# Your task:
Check each line of the data, and copy those where "shirt" appears.

# Material provided:
--------------------------------------------------
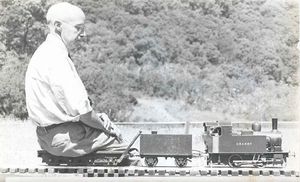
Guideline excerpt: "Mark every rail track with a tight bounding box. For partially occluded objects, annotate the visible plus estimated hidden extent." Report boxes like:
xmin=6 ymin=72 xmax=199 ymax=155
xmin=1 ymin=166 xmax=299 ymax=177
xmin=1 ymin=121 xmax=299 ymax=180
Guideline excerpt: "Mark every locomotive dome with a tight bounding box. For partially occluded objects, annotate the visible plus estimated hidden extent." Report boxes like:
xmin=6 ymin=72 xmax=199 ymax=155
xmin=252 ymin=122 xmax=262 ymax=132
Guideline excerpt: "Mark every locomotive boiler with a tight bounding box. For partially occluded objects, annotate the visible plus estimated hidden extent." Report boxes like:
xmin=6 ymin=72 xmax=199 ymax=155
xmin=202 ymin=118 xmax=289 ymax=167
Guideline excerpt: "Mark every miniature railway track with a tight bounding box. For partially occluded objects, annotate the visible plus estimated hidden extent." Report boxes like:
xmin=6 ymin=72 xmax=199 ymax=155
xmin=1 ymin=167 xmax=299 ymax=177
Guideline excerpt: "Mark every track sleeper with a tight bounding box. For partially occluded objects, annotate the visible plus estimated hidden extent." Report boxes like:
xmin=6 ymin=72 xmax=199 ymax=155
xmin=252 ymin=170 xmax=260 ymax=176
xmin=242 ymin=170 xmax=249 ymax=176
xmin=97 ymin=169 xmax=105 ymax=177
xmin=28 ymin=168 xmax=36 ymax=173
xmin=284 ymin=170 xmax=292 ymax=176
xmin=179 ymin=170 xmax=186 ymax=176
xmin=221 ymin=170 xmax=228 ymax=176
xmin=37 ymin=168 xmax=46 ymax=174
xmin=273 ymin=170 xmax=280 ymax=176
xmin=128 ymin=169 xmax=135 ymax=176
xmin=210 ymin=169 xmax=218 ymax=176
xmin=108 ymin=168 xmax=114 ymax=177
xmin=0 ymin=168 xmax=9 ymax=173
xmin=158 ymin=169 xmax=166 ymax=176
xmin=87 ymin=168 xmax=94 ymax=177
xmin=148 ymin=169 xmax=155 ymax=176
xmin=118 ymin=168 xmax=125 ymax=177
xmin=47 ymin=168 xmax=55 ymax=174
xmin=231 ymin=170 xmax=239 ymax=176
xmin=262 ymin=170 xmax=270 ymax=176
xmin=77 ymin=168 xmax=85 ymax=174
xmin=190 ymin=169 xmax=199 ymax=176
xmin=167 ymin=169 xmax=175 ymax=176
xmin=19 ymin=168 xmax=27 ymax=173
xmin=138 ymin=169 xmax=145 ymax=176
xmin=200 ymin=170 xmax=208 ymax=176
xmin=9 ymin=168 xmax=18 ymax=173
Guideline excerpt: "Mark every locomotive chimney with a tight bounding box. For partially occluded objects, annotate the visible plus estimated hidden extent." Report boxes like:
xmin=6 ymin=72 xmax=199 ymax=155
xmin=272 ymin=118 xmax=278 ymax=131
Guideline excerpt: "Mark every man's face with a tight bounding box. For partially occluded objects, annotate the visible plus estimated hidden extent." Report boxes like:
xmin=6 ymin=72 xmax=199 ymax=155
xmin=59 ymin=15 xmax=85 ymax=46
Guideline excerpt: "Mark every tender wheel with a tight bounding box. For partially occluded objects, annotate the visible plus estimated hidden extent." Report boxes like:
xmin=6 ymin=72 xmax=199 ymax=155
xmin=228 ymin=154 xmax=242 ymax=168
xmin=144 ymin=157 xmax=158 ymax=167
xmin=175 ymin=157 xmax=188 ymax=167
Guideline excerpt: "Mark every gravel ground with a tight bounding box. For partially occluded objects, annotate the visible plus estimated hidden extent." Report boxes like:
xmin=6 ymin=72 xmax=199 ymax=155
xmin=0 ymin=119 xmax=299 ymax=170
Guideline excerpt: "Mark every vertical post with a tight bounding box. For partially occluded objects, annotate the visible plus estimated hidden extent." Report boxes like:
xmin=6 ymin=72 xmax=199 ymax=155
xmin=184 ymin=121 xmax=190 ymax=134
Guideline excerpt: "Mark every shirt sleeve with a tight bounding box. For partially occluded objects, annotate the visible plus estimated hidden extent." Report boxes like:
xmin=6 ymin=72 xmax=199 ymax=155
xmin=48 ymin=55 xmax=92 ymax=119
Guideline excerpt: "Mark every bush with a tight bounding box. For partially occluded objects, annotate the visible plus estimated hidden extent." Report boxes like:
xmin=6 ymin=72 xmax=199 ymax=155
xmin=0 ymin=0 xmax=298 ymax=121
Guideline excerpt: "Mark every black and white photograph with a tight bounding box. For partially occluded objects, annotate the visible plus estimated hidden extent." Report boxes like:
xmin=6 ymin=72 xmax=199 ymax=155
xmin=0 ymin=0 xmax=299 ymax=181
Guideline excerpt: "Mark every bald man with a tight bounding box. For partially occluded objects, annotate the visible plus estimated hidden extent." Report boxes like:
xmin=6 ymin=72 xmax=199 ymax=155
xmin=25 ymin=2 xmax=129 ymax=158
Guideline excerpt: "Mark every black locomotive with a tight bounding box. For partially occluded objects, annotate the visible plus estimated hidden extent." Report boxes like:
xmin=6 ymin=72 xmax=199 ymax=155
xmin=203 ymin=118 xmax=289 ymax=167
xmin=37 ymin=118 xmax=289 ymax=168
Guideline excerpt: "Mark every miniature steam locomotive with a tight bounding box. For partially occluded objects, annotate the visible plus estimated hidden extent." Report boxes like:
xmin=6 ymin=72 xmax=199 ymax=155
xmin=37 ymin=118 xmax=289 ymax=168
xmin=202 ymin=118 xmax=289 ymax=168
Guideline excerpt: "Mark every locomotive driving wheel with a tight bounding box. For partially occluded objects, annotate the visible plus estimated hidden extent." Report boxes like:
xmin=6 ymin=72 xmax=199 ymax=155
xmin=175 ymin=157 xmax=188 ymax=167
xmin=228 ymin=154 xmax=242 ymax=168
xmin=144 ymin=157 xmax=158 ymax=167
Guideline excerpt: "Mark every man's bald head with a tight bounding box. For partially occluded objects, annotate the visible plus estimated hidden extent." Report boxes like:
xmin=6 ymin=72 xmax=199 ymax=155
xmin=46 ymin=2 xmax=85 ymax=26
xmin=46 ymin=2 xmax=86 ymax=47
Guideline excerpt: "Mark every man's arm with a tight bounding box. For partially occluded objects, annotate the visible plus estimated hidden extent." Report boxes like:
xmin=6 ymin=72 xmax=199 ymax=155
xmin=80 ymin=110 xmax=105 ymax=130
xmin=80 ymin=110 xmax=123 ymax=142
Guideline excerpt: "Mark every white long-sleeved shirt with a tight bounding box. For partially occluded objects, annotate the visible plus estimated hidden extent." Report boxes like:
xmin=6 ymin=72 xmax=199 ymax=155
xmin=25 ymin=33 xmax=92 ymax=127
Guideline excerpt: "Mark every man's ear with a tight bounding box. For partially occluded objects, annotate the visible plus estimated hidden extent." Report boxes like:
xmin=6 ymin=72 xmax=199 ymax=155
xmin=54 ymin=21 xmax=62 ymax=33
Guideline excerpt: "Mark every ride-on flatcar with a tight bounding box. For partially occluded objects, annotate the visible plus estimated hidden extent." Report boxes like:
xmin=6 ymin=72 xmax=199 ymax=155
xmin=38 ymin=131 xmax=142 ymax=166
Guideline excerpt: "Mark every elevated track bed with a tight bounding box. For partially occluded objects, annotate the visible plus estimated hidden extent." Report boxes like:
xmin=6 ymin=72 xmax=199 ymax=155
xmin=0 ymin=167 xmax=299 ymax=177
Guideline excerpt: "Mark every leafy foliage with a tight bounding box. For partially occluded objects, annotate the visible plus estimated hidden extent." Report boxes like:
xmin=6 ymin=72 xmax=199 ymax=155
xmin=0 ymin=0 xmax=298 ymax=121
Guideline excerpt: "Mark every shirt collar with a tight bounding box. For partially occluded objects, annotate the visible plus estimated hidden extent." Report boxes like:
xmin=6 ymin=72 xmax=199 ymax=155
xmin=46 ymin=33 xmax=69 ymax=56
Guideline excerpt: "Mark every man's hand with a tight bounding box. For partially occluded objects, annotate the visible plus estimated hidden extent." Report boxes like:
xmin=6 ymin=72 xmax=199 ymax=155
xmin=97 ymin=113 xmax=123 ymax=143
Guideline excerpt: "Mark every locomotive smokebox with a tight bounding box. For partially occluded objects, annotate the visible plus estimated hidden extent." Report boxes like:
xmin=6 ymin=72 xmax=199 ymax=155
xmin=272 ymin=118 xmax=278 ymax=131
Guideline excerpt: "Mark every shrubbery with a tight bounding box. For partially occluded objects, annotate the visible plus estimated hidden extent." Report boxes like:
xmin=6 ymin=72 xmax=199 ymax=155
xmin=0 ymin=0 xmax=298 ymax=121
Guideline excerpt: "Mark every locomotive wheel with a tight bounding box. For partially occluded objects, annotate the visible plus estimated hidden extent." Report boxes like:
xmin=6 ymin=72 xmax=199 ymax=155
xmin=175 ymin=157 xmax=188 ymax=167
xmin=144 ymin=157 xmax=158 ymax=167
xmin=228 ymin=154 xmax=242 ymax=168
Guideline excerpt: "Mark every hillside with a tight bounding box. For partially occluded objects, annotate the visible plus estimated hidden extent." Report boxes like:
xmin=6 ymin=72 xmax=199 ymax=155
--------------------------------------------------
# Written response:
Guideline excerpt: "Mark every shirt sleeve with a tight bounding box. For partially occluded objects, annotate the visible plus estimated hidden extent." Report boxes like:
Guideline excerpt: "Mark every white long-sleeved shirt with a tight bounding box. For partially occluded objects, annotate the visible plus estimated hidden extent." Report boxes like:
Guideline excerpt: "Mark every shirt collar with a tight bounding box. For partially occluded objects, annotate the visible plus estimated hidden extent." Report boxes like:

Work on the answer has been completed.